··· PAGE EXCERPT
# Advice needed regarding independent auditing



## TTcpc (Apr 30, 2009)

I have been approached by my current employer to continue on with them on a contract basis to continue to do E/M auditing for them after I leave in a couple of weeks.  I am the only CPC in the agency and my replacement is not certified and has no coding experience.  FYI - I started off here as an Admin. Asst. and due to my previous experience billing and a recommendation from an outside auditing agency on our department's coding, I was provided the opportunity to get my CPC certification and have taken on the auditing piece.  I will be starting a full-time job in another area due to having to move due to my husband's job.  I am interested in this as I enjoy auditing and am thinking seriously about getting my E/M certification as well as checking on getting auditing certification.  
I need advice regarding liability since I will not be a true employee anymore and how much should I charge?  I've never done any type of contract work before.  Thanks in advance for any advice!
······
··· GIVEN DATA
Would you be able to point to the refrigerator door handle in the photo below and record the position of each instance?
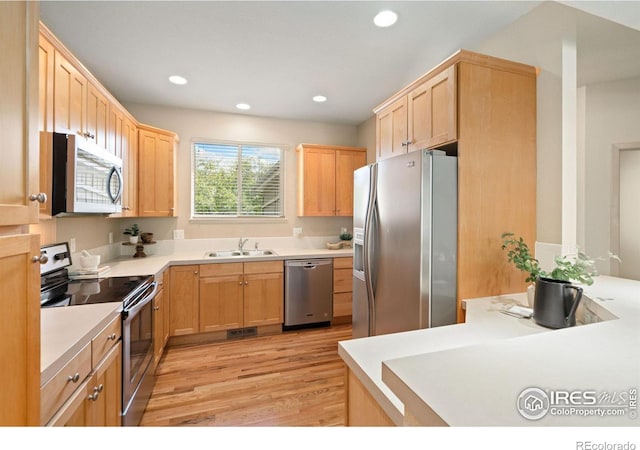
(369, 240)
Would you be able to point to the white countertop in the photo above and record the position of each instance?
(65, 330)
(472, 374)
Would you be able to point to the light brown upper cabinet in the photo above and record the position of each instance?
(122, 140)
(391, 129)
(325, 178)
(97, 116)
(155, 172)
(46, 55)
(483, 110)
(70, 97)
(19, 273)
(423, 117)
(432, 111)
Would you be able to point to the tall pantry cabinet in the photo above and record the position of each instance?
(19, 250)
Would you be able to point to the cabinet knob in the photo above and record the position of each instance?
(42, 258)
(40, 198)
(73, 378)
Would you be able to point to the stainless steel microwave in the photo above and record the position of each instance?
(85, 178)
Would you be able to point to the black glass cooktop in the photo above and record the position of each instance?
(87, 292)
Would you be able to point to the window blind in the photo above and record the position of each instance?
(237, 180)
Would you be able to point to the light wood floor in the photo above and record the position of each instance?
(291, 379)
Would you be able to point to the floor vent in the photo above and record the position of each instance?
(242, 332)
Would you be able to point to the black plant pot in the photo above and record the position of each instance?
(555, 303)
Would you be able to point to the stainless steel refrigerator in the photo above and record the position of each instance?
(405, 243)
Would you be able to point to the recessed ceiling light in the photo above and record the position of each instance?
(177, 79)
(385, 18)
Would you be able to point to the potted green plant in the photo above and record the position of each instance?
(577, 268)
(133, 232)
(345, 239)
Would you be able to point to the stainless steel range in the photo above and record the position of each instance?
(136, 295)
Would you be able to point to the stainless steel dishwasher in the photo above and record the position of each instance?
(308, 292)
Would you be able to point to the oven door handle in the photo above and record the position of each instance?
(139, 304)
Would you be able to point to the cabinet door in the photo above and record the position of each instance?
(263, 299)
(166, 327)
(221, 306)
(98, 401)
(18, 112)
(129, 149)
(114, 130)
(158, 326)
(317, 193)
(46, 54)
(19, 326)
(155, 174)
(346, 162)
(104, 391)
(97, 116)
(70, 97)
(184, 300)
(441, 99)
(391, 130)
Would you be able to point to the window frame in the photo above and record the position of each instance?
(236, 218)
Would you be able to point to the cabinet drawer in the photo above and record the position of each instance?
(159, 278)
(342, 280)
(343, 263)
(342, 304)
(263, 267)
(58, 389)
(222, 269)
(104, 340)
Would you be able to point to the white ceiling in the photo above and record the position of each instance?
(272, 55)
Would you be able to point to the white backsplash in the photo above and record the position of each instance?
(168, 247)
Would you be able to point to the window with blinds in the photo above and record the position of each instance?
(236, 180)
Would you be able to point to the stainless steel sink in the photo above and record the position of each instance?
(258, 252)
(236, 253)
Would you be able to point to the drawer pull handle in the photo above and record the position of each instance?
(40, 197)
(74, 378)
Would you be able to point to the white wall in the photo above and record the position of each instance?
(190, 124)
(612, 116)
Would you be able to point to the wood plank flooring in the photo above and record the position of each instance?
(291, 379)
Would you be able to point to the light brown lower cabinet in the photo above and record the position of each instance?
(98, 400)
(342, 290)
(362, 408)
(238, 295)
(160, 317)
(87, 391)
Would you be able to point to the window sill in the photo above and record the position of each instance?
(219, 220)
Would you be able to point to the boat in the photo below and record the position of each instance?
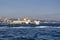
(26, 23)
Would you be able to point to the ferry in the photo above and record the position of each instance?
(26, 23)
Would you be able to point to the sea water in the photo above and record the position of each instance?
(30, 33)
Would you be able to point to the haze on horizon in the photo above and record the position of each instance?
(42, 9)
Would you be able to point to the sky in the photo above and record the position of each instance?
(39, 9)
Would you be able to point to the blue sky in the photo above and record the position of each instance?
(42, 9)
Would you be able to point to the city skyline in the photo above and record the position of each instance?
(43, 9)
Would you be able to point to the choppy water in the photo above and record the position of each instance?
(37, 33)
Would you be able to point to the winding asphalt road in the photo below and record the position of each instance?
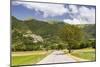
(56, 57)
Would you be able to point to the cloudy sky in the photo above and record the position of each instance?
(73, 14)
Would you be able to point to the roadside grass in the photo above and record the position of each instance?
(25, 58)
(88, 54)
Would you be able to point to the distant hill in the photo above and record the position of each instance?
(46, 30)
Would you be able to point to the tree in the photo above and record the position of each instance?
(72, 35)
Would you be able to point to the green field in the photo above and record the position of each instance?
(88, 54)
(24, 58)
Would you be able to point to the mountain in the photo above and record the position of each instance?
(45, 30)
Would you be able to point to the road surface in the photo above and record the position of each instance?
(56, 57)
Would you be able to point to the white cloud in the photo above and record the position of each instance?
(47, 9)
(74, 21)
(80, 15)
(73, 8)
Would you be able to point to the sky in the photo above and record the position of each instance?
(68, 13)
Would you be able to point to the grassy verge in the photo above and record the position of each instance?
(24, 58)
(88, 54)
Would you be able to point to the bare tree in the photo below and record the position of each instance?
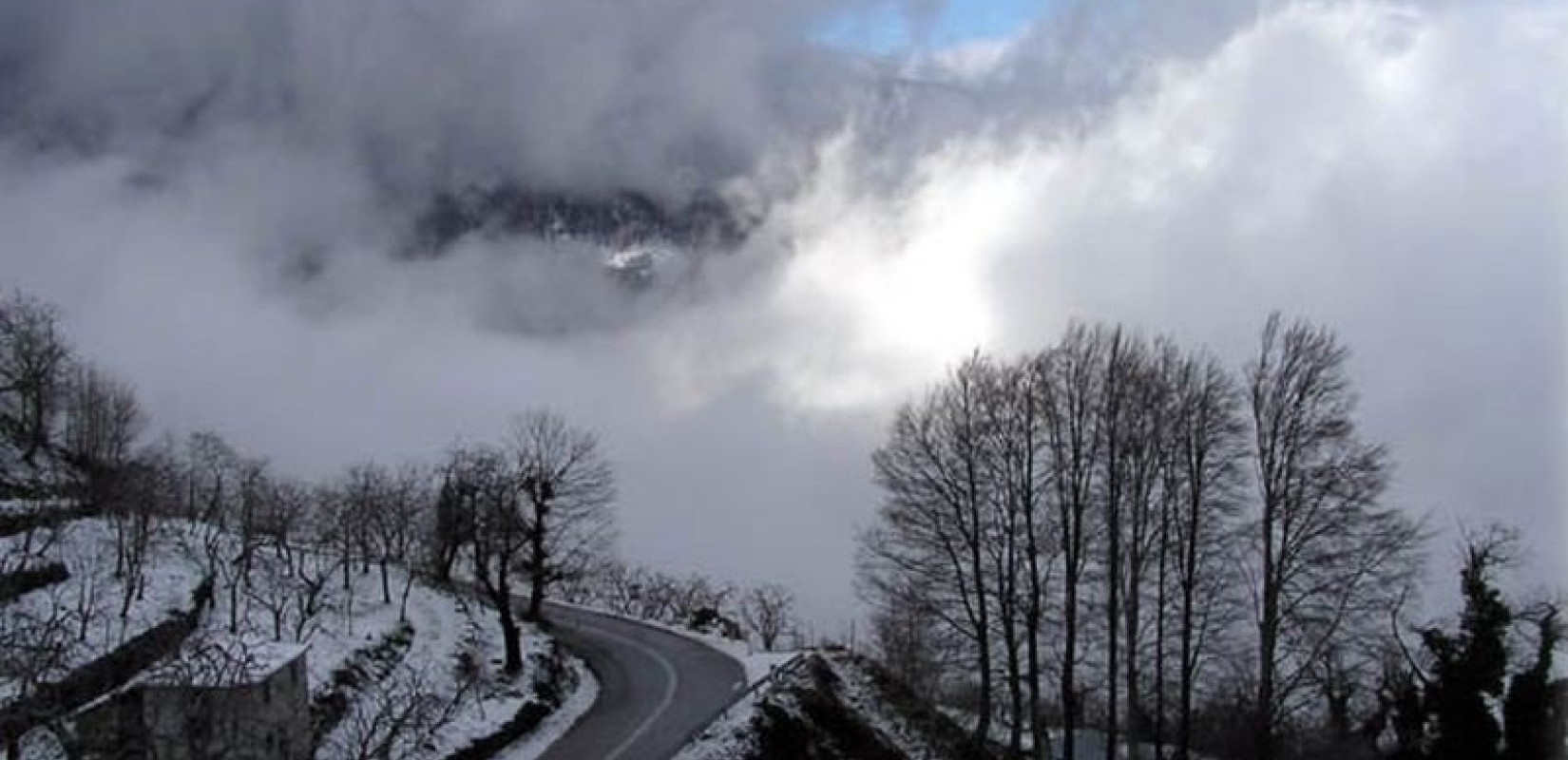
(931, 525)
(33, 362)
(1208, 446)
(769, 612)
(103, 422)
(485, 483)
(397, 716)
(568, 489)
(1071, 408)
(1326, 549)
······
··· GIVEN DATA
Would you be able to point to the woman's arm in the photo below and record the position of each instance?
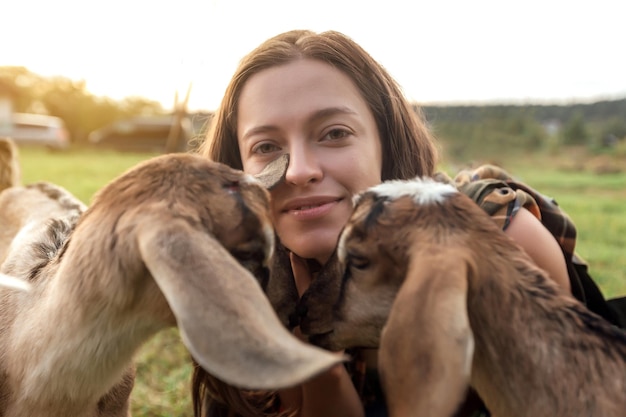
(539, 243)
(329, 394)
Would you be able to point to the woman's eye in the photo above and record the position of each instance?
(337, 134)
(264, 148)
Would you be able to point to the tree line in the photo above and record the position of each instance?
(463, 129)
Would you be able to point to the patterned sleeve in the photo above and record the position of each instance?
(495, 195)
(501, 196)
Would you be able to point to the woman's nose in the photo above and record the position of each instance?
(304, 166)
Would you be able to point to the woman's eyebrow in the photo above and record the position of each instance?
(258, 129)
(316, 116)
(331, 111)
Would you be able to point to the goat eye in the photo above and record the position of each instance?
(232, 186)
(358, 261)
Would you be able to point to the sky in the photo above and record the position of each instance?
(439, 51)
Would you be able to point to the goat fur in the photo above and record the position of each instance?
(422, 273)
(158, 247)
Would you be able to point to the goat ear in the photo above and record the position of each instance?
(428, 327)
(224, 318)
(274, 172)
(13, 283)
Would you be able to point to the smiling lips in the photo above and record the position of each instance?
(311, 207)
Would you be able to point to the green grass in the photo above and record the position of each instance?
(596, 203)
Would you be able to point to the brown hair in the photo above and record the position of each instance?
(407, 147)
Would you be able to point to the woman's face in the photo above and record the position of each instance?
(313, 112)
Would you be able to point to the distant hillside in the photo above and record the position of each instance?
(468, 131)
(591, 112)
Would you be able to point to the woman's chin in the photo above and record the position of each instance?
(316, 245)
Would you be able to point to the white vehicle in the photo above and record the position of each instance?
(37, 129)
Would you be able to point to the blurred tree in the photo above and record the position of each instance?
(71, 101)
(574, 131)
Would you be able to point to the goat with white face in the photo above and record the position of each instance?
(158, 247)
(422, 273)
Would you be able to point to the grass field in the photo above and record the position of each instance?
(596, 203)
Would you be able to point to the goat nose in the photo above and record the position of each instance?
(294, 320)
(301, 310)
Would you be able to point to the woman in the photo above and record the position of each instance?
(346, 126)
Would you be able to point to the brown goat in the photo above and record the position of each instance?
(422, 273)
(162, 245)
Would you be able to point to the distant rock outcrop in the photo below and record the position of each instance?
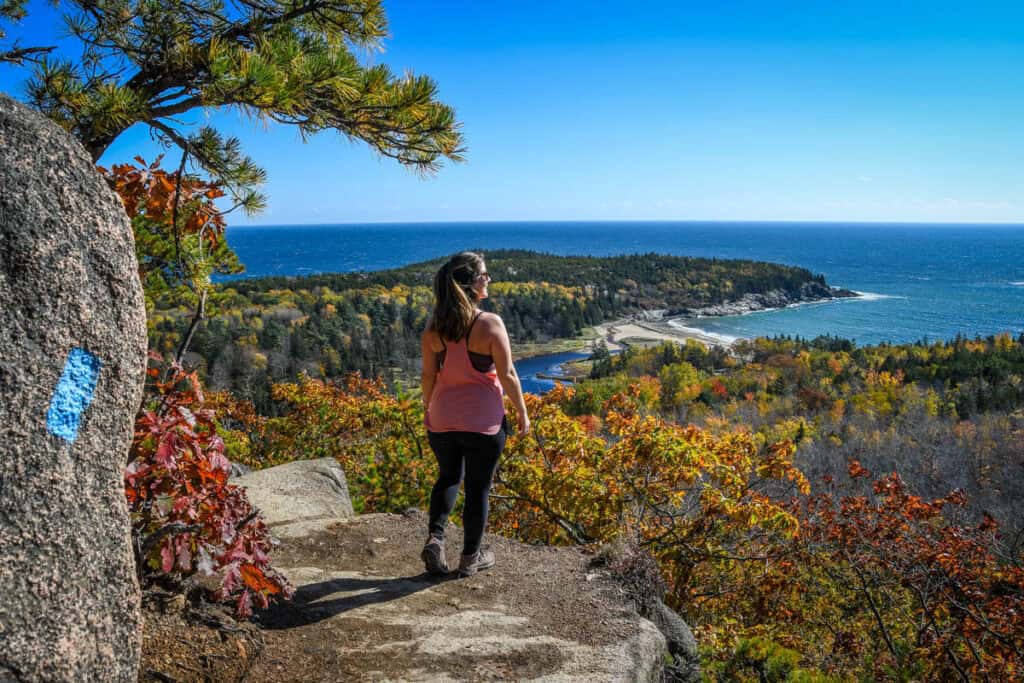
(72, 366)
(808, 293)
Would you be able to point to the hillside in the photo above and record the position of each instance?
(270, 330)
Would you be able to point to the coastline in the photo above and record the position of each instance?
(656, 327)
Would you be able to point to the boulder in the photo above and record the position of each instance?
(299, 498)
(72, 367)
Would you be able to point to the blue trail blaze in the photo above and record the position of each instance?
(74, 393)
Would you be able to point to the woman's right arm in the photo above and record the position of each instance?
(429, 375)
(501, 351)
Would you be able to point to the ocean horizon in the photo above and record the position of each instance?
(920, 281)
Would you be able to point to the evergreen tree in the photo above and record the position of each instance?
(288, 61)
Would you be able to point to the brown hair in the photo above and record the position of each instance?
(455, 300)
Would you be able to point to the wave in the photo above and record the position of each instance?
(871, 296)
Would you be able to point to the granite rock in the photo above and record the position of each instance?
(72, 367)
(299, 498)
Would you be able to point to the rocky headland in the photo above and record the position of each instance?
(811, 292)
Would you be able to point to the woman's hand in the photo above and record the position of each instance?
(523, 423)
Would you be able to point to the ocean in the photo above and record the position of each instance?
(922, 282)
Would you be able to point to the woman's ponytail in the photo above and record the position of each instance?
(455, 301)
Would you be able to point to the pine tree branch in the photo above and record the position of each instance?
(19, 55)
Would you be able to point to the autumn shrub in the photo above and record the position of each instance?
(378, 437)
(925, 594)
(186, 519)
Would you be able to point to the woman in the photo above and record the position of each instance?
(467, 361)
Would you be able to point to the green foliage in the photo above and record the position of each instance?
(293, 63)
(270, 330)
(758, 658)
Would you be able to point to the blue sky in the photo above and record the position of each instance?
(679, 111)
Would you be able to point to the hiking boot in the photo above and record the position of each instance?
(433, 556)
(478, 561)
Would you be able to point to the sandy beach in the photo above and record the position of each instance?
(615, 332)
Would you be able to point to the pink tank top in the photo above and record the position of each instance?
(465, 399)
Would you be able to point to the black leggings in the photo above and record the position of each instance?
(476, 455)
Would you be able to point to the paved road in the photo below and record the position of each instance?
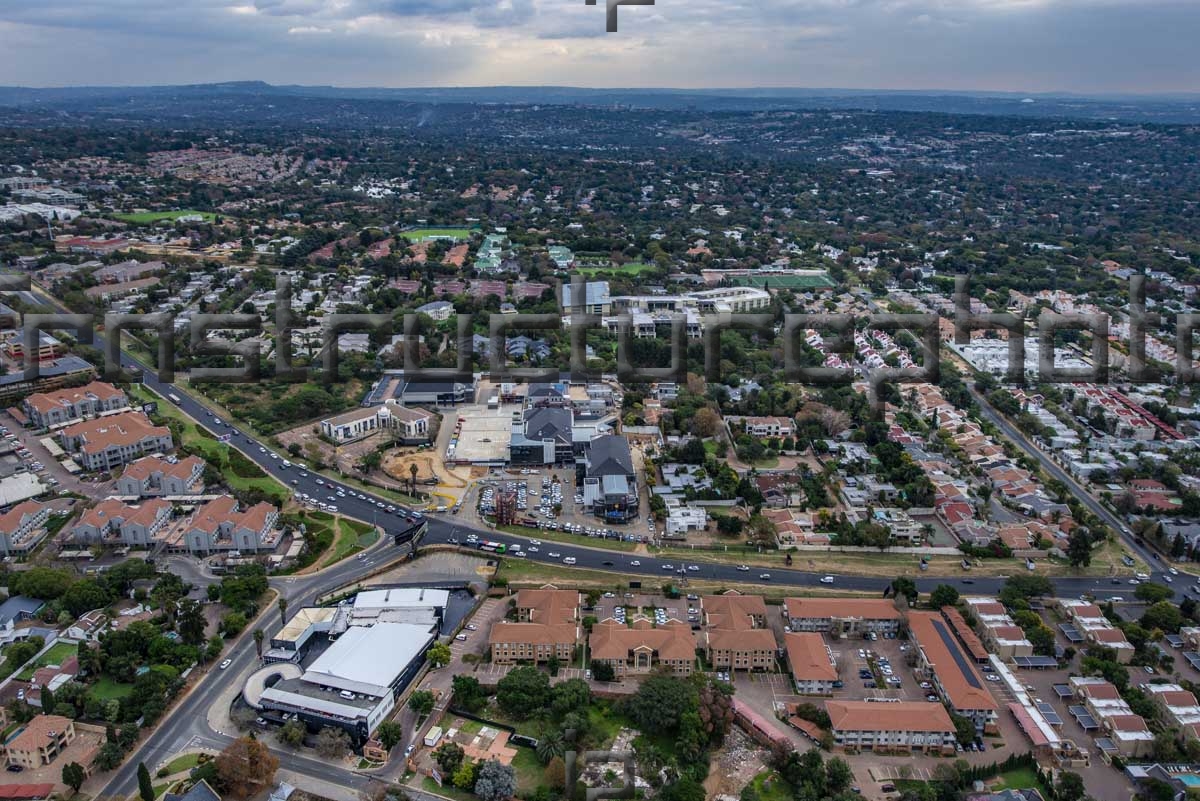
······
··· GIVEN DATA
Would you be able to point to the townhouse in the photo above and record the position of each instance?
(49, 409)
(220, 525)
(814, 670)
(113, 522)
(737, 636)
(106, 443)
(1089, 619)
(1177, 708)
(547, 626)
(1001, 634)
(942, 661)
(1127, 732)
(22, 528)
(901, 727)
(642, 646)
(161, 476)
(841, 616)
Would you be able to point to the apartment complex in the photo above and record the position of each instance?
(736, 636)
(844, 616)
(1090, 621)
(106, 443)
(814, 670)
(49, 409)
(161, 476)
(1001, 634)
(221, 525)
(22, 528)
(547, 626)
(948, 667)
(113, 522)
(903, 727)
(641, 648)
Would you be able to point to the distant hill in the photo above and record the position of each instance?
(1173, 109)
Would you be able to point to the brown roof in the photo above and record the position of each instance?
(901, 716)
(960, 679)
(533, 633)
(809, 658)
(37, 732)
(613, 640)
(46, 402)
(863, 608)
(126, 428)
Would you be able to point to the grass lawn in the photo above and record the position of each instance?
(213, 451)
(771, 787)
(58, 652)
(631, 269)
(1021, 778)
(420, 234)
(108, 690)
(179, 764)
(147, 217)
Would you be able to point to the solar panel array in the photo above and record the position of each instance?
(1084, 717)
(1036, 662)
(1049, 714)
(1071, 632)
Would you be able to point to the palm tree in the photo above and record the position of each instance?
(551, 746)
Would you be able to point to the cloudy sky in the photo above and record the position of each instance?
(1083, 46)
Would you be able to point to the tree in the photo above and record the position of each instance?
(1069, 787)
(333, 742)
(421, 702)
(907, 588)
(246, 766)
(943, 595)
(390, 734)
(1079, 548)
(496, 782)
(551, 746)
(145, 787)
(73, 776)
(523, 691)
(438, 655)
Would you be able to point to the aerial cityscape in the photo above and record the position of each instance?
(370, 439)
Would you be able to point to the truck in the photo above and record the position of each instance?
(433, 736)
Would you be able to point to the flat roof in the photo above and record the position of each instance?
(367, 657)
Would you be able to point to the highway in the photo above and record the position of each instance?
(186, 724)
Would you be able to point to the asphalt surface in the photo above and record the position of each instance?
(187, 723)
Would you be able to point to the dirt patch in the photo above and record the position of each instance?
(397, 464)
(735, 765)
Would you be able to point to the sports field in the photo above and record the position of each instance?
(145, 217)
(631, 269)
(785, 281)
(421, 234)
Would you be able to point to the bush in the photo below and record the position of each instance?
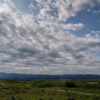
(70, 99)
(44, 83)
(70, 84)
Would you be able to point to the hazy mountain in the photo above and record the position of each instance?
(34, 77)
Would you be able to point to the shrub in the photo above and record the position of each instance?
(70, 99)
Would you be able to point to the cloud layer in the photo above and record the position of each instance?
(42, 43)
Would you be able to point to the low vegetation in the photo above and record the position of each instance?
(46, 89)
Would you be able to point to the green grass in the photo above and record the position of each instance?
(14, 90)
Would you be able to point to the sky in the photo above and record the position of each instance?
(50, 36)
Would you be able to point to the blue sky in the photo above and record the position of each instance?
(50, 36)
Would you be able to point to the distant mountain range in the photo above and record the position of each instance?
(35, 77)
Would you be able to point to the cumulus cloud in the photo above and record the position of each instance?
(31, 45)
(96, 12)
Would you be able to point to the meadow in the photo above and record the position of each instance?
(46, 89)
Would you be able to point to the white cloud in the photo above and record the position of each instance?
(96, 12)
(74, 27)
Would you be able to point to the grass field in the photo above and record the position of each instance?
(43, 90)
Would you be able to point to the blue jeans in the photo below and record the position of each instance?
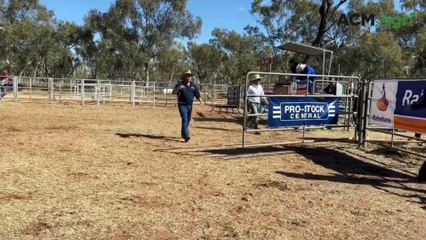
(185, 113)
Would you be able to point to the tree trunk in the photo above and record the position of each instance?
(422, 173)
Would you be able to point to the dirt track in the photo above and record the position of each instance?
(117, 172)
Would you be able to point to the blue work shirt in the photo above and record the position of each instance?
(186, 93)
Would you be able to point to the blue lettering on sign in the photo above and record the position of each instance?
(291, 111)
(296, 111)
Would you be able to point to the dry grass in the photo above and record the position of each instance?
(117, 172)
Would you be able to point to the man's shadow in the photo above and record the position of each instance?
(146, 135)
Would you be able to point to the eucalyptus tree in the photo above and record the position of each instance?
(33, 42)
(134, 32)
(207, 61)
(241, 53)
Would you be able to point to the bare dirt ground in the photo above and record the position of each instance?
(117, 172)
······
> _TASKS FOR THIS EXERCISE_:
1. Answer these from the forum post about contract E/M auditing:
(a) What certification does the poster already hold?
(b) Why does the poster have to move?
(c) In what role did the poster start at the current agency?
2. Reproduce the forum post on contract auditing word for word, from "I need advice" to "for any advice!".
3. Carry on the forum thread about independent E/M auditing from the point where it stops.
The data above has no role here.

> _ANSWERS BY TASK_:
1.
(a) CPC
(b) Because of her husband's job
(c) Admin. Asst.

2.
I need advice regarding liability since I will not be a true employee anymore and how much should I charge?  I've never done any type of contract work before.  Thanks in advance for any advice!

3.
----------



## jillmtom (Apr 30, 2009)

Possibly your former employer can still pay you at your previous hourly rate (if you still are performing the same job) and then when it comes time to renew your contract you can re-negotiate from there.

Since you will be contracted you need to buy Professional Liability Ins for yourself.  You can get PLI through Marsh.  I think AAPC has them listed under member benefits on their website.  I think I paid $385 or something like that for single (1 person) coverage per year.

Good Luck!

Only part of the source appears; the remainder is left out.